### 文書抜粋:
* * *

同様にT-Timeブースにおいても、連日、電子出版に関連した講演が行なわれた。

初日の22日には、(株)パブリッシングリンク社長の筑摩書房専務取締役の松田哲夫氏(TBS系列『王様のブランチ』で書評コーナーを担当している“哲ちゃん”としても知られる)が“印刷に恋して”と題して講演を行なった。翌23日には米Voyager創立者で現在、Night Kitchenの代表を務めるボブ・スタイン(Bob Stein)氏が米国の電子出版事情について語るとともに、同社が開発した電子出版ツール『TK2』を披露した。スタイン氏の考える電子出版は大変、壮大なものであり、ビジネスから離れ、文化を創造するような話となった。

ボブ・スタイン氏
電子出版20年の経歴を持つ、ボブ・スタイン氏
TK2
ボブ・スタイン氏が開発している電子出版開発ツール『TK2』

また、23日には日本におけるブックデザインの第一人者、グラフィックデザイナーの杉浦康平氏が“本の時空を見る”と題して大変、興味深い講演を行なった。杉浦氏はこれまで話題になった数々のブックデザインを手がけてきたが、それらを例にとり、本にこめられた時間と空間を示し、ブックデザインを通じて出版の原点を見つめる講演を行なった。

杉浦康平氏
松岡正剛氏とともに作った『遊』(工作舎)を手にして語る杉浦康平氏。表紙にある“遊”の文字はどれもどこか間違っており、正しいのは1つしかないという仕掛けになっている。しかし、これを見てすべての人は“遊”という文字を認識する

大変、残念な事に、後半になって展示会場という種々雑多な出展社、来場者が参集する場所柄、かなりの騒音で杉浦氏の声がかき消され、講演は中途で頓挫してしまった。それでも杉浦氏は集まった聴衆の拍手に応え、壇上から降りて、数々の作品を事例として紹介した。中でも松岡正剛氏とともに創った『遊』では“つか”に納める文にアジア中のさまざまな言語をちりばめたものや、『エピステーメー』((株)朝日出版社)における“小口”を右から見た時と左から見たときでは異なる細密画など、つかや小口といった本が秘める空間を駆使したブックデザインの可能性を示唆した。これらの事例は、あらためていま見ても新鮮な驚きがあり、杉浦氏の発想の柔軟さ、煌めきに驚くばかりだった。杉浦氏はこれからの電子出版において、こうした過去のブックデザインから得る事ができる創造性の高さを指し示した。

* * *

### 対象一覧:

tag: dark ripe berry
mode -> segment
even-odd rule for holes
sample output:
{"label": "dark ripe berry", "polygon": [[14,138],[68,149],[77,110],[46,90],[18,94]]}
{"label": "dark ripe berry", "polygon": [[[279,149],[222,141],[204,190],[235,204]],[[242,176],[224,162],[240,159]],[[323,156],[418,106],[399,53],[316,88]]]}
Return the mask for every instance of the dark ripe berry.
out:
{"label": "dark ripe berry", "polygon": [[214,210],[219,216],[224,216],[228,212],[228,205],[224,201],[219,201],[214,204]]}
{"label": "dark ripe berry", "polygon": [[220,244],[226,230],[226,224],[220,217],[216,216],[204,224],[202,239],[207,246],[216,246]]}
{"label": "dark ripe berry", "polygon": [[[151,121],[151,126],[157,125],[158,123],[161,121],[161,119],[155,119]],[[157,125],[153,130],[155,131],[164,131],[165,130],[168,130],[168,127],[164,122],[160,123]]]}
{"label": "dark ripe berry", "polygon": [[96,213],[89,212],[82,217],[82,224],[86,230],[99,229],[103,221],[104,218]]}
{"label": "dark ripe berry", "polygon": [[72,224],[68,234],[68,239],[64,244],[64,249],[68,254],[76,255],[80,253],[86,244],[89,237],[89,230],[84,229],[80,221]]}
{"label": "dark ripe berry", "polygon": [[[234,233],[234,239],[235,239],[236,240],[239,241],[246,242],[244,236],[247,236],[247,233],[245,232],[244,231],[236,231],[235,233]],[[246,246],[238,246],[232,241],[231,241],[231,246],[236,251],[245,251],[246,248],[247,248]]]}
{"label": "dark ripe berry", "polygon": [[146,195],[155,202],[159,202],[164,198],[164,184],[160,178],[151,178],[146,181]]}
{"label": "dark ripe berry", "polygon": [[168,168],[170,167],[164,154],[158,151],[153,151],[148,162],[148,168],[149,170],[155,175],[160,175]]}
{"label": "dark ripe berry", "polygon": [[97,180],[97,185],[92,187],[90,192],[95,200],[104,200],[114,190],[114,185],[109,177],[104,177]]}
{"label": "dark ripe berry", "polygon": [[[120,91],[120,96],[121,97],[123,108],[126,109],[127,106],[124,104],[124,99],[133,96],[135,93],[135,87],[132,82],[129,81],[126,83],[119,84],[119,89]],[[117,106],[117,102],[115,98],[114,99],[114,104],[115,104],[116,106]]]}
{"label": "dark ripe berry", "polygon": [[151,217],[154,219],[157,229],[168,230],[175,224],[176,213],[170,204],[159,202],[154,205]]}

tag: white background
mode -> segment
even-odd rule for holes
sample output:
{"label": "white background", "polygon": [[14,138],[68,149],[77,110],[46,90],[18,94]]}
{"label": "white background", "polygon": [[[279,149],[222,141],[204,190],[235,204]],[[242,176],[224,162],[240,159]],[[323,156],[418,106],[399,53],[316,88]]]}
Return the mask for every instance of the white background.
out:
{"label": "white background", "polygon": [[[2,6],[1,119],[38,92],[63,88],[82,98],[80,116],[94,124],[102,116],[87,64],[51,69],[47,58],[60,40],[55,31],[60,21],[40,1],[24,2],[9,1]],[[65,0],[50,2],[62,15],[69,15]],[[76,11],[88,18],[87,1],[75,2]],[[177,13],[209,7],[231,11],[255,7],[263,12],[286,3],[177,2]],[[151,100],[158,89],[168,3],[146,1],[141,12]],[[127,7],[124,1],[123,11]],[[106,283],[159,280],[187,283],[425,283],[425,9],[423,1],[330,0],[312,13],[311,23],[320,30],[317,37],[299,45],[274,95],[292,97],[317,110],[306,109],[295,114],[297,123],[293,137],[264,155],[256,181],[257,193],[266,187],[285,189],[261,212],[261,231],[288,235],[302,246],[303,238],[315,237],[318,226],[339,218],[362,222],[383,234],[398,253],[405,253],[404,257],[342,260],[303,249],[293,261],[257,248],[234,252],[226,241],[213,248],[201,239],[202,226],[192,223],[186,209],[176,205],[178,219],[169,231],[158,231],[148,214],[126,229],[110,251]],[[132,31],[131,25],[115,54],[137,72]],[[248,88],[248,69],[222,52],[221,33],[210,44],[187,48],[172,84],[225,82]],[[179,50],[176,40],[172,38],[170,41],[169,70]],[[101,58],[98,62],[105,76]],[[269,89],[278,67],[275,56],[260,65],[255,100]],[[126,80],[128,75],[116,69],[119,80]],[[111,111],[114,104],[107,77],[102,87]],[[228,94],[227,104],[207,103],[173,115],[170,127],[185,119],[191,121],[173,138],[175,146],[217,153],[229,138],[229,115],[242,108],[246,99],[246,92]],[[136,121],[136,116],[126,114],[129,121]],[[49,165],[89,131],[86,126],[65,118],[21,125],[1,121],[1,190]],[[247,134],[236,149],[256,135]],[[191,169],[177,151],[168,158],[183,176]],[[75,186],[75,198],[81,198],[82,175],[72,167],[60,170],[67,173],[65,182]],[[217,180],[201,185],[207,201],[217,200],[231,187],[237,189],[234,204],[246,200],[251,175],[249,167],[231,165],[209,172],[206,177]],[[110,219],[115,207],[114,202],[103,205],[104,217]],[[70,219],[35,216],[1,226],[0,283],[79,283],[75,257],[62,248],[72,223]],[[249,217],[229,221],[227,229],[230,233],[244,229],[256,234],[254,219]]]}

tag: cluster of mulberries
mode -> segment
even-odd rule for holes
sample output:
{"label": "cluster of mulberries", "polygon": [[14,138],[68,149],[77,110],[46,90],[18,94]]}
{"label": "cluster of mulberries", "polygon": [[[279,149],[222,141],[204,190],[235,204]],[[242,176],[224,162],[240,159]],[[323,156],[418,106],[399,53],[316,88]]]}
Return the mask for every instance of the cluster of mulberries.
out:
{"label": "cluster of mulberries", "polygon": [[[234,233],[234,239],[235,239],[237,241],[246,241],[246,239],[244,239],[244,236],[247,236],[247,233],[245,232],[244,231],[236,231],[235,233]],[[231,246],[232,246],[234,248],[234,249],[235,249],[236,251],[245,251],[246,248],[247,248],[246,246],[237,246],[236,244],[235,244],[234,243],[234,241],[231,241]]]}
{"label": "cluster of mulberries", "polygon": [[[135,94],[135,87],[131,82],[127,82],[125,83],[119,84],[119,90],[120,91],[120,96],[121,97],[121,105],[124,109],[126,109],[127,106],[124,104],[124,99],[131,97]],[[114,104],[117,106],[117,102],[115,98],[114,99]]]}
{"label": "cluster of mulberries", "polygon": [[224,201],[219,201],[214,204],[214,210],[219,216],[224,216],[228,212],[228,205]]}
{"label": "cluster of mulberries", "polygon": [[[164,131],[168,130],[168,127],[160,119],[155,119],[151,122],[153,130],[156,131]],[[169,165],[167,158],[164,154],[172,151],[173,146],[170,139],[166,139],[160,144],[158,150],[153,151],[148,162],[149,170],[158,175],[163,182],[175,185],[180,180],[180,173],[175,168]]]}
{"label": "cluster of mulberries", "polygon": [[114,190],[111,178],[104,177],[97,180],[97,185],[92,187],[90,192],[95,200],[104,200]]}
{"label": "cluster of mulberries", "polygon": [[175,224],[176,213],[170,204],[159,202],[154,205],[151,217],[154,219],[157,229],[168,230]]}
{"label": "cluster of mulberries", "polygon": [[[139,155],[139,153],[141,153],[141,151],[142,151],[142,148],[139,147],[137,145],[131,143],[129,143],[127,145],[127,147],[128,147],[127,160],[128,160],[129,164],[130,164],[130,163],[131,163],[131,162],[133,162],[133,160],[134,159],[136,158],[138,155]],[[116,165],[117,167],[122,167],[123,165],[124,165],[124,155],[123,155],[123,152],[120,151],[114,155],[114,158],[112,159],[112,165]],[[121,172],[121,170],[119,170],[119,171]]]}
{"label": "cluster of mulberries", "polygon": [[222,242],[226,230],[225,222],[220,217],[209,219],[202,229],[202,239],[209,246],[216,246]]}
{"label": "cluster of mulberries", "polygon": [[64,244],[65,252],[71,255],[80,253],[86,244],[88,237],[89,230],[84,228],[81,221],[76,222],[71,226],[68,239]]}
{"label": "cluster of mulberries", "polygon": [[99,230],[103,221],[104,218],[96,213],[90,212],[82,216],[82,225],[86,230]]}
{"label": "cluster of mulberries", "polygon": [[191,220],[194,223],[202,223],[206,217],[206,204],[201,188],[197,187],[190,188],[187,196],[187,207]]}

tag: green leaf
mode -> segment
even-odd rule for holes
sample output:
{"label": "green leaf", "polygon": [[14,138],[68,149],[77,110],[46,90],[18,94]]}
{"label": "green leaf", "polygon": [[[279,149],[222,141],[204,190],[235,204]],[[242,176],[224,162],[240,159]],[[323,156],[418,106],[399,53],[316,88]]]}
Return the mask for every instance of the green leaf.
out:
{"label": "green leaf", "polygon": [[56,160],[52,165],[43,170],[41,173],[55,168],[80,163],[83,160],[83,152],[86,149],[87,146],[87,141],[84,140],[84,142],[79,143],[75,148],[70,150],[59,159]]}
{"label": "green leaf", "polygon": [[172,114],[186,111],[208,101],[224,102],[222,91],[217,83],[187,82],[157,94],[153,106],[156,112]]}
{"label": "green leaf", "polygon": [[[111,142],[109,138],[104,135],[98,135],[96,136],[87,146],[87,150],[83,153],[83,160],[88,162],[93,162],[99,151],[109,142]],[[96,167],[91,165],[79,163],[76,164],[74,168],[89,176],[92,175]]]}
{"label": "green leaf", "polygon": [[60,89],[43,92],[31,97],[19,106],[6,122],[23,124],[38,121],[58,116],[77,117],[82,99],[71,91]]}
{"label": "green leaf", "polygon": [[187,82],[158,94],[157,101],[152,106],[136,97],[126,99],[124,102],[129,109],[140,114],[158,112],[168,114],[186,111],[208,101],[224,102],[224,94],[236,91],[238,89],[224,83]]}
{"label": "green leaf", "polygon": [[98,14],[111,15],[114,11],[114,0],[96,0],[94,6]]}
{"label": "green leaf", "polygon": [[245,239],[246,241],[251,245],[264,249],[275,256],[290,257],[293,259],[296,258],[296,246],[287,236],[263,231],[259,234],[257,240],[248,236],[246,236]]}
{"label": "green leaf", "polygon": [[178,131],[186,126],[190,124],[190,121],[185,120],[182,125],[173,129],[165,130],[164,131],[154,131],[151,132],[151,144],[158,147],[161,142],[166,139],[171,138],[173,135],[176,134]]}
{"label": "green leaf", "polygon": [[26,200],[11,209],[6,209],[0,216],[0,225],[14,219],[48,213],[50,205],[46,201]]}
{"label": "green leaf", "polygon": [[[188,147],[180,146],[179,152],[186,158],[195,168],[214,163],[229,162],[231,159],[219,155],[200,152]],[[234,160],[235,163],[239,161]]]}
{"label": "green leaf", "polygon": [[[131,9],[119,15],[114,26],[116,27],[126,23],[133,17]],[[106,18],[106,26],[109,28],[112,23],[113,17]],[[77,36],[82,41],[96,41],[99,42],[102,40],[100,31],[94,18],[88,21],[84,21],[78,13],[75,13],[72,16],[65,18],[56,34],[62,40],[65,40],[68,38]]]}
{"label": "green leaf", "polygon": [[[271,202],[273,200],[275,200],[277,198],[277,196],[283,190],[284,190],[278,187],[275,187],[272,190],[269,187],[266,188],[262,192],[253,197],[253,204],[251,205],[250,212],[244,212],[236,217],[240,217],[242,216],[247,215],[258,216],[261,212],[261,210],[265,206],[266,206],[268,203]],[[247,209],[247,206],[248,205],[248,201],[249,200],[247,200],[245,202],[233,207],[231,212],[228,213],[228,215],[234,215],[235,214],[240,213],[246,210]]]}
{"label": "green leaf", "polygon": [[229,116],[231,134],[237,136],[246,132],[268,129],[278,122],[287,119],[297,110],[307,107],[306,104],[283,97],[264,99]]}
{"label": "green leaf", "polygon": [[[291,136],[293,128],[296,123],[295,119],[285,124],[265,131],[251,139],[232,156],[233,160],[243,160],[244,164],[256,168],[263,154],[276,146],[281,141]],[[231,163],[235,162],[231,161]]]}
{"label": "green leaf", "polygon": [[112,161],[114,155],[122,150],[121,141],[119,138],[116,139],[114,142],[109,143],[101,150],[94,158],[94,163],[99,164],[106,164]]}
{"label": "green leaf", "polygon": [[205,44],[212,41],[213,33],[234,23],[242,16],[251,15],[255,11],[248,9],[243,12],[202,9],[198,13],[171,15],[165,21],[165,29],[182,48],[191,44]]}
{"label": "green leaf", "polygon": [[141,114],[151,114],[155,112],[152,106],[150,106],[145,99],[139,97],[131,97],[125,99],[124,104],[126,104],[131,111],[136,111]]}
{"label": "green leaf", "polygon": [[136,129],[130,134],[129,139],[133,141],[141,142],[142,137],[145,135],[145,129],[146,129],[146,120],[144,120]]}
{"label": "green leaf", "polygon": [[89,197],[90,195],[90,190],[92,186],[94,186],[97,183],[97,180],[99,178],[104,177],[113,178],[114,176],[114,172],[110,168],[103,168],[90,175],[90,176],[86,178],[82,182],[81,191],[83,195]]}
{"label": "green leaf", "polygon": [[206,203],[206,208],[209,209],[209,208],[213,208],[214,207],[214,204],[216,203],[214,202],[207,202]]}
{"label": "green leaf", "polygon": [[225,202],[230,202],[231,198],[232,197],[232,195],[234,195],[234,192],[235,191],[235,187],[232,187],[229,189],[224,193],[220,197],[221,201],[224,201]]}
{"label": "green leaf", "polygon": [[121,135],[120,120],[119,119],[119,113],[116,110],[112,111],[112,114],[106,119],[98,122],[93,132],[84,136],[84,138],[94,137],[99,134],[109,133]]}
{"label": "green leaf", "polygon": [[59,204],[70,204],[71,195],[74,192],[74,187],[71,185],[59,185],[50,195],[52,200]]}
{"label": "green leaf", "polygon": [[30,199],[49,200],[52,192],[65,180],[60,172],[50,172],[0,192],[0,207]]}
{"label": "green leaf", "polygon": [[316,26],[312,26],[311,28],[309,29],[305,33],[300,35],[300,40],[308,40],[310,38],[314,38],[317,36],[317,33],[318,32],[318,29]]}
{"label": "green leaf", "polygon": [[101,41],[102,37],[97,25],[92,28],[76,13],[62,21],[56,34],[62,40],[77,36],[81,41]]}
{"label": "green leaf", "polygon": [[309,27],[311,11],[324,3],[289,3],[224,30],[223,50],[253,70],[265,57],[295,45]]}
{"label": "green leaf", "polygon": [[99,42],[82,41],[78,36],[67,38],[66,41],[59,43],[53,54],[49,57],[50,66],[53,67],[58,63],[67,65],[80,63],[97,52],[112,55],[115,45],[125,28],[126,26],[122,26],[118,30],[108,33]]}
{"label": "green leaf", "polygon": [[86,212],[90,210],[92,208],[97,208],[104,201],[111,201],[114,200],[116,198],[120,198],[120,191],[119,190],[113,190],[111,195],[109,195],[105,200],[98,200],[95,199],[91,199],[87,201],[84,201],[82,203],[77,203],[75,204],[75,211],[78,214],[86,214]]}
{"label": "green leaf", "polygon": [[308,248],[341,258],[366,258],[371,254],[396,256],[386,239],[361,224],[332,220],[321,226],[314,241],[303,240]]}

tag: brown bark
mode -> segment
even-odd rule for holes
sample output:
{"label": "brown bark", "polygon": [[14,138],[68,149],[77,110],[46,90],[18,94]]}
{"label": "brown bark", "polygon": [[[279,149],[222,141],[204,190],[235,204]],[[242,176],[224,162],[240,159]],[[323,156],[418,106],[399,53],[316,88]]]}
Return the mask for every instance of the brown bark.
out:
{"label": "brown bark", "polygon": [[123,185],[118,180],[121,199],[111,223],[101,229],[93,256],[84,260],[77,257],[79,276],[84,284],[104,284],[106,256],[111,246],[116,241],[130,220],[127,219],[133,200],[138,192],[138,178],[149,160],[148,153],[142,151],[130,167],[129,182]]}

* * *

### 出題内容 1:
電子出版の講演を伝える文書抜粋から、「また、23日には日本における」という語句を含む箇所で始め、「る創造性の高さを指し示した。」という語句のあとで止めて、その部分をそのまま書き写してください。
### 出題内容 2:
一覧の中で「tag: brown bark」を含む行から一覧の末尾までを、両端の行も含めて一字一句違えずに繰り返してください。

### 作業結果 1:
また、23日には日本におけるブックデザインの第一人者、グラフィックデザイナーの杉浦康平氏が“本の時空を見る”と題して大変、興味深い講演を行なった。杉浦氏はこれまで話題になった数々のブックデザインを手がけてきたが、それらを例にとり、本にこめられた時間と空間を示し、ブックデザインを通じて出版の原点を見つめる講演を行なった。

杉浦康平氏
松岡正剛氏とともに作った『遊』(工作舎)を手にして語る杉浦康平氏。表紙にある“遊”の文字はどれもどこか間違っており、正しいのは1つしかないという仕掛けになっている。しかし、これを見てすべての人は“遊”という文字を認識する

大変、残念な事に、後半になって展示会場という種々雑多な出展社、来場者が参集する場所柄、かなりの騒音で杉浦氏の声がかき消され、講演は中途で頓挫してしまった。それでも杉浦氏は集まった聴衆の拍手に応え、壇上から降りて、数々の作品を事例として紹介した。中でも松岡正剛氏とともに創った『遊』では“つか”に納める文にアジア中のさまざまな言語をちりばめたものや、『エピステーメー』((株)朝日出版社)における“小口”を右から見た時と左から見たときでは異なる細密画など、つかや小口といった本が秘める空間を駆使したブックデザインの可能性を示唆した。これらの事例は、あらためていま見ても新鮮な驚きがあり、杉浦氏の発想の柔軟さ、煌めきに驚くばかりだった。杉浦氏はこれからの電子出版において、こうした過去のブックデザインから得る事ができる創造性の高さを指し示した。

### 作業結果 2:
tag: brown bark
mode -> segment
even-odd rule for holes
sample output:
{"label": "brown bark", "polygon": [[14,138],[68,149],[77,110],[46,90],[18,94]]}
{"label": "brown bark", "polygon": [[[279,149],[222,141],[204,190],[235,204]],[[242,176],[224,162],[240,159]],[[323,156],[418,106],[399,53],[316,88]]]}
Return the mask for every instance of the brown bark.
out:
{"label": "brown bark", "polygon": [[123,185],[118,180],[121,199],[111,223],[101,229],[93,256],[84,260],[77,257],[79,276],[84,284],[104,284],[106,256],[111,246],[116,241],[130,220],[127,219],[133,200],[138,192],[138,178],[149,160],[148,153],[142,151],[130,167],[129,182]]}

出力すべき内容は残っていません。